• **EXTRACT TO READ**
The Free Press, Mankato, MN

Editorials

July 13, 2014

Our View: Gridlock harming brain-damaged veterans

Why it matters: Veterans are being ousted from their therapeutic group homes because of political gridlock in Congress.

With mid-term elections looming, any possible Congressional action is frozen in time for fear any movement will be fodder for criticism and jeopardize either party’s chances to influence their political destinies. It’s a little political chess game that gets played every election cycle.

This intransigence could be viewed as mildly amusing especially for those who feel government can do no good. Some, including columnists at Forbes Magazine, are even claiming the deadlock is improving the economy.

However, there are at least 53 brain-damaged veterans who would beg to differ — if anybody would listen.

The Wall Street Journal exclusive Friday found that the Department of Veterans Affairs is moving dozens of brain-damaged veterans out of therapeutic group homes because Congress has failed to extend the program.

• **QUESTIONS**
1/ Reproduce the editorial on brain-damaged veterans word for word between "The Free Press, Mankato, MN" and "every election cycle.", inclusive.
2/ According to the editorial on brain-damaged veterans, which newspaper published the Friday exclusive about the Department of Veterans Affairs?
3/ Shorten the paragraph of the editorial on brain-damaged veterans that begins "With mid-term elections looming" and keep its main facts.

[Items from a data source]
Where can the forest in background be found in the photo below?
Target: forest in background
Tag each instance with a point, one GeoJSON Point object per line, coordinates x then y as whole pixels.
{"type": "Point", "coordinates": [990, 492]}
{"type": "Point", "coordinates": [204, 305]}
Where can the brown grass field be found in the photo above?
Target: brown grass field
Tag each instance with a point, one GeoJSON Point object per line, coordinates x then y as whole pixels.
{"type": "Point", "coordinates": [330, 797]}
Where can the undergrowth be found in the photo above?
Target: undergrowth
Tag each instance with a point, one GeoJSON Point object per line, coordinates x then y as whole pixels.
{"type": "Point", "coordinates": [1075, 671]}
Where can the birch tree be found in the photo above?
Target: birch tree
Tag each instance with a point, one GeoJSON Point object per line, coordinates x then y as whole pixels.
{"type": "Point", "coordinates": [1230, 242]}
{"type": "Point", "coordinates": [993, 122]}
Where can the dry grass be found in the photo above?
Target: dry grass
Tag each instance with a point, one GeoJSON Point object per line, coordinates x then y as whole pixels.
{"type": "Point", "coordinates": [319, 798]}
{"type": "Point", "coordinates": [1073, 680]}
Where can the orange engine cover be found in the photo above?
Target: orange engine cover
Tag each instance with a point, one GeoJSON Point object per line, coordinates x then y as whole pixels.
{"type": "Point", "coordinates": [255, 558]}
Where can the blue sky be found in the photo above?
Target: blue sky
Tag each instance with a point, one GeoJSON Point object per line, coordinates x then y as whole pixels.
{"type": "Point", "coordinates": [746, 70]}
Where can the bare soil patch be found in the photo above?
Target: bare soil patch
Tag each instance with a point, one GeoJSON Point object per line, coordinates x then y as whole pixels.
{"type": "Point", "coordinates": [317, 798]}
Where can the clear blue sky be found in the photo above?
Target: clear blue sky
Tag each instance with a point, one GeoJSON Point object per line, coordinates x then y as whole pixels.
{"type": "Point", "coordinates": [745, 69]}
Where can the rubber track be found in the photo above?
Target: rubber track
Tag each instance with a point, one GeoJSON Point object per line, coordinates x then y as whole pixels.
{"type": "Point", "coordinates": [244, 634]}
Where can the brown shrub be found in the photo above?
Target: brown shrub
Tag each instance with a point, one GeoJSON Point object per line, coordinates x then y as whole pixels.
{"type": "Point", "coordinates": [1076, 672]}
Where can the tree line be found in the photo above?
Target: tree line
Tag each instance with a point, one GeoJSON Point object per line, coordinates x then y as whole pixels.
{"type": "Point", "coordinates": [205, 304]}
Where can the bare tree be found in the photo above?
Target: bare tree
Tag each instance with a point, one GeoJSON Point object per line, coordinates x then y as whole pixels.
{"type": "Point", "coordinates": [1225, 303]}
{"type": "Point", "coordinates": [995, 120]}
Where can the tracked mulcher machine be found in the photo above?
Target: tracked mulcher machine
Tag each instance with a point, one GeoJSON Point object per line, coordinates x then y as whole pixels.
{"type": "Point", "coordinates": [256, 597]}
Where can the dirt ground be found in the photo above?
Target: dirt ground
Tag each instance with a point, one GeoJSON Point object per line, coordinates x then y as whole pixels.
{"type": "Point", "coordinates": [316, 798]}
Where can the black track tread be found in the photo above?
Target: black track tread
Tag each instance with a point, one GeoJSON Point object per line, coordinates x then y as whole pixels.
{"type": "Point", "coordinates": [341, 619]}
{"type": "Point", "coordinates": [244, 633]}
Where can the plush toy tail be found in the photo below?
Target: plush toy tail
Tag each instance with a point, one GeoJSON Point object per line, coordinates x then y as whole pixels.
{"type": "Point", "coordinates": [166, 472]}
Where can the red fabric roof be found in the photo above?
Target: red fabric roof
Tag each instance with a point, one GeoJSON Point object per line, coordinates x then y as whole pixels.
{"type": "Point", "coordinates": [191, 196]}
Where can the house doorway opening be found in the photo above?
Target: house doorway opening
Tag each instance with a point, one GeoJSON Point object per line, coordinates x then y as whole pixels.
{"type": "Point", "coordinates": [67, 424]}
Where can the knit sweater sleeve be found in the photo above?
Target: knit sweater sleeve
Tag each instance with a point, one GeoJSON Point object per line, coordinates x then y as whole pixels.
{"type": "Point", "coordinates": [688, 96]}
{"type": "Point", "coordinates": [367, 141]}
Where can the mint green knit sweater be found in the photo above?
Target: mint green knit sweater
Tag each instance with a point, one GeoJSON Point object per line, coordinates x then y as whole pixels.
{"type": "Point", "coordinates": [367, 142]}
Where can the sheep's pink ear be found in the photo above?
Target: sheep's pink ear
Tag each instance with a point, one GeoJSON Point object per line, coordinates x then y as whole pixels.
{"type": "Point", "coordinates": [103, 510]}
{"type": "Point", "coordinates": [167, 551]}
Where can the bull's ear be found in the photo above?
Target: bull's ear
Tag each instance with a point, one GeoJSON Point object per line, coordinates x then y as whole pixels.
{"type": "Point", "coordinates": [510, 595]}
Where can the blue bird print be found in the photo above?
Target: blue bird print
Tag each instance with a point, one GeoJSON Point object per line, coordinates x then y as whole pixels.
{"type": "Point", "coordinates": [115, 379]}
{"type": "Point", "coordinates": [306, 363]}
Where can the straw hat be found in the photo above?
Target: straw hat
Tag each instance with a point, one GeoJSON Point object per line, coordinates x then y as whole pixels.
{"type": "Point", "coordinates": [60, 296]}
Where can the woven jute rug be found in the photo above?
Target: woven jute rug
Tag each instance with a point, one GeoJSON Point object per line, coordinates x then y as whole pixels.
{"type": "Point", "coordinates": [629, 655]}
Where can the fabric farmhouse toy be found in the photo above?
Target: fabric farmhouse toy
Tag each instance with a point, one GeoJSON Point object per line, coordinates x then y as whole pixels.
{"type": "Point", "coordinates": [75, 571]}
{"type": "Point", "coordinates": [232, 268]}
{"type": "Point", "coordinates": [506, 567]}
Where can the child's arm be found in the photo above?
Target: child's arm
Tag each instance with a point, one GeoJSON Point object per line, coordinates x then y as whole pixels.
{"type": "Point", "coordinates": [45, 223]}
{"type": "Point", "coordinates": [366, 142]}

• **SOLUTIONS IN ORDER**
1/
The Free Press, Mankato, MN

Editorials

July 13, 2014

Our View: Gridlock harming brain-damaged veterans

Why it matters: Veterans are being ousted from their therapeutic group homes because of political gridlock in Congress.

With mid-term elections looming, any possible Congressional action is frozen in time for fear any movement will be fodder for criticism and jeopardize either party’s chances to influence their political destinies. It’s a little political chess game that gets played every election cycle.

2/ The Wall Street Journal

3/ With mid-term elections near, Congress has frozen all action because each party fears any move could draw criticism and hurt its political chances, a game played every election cycle.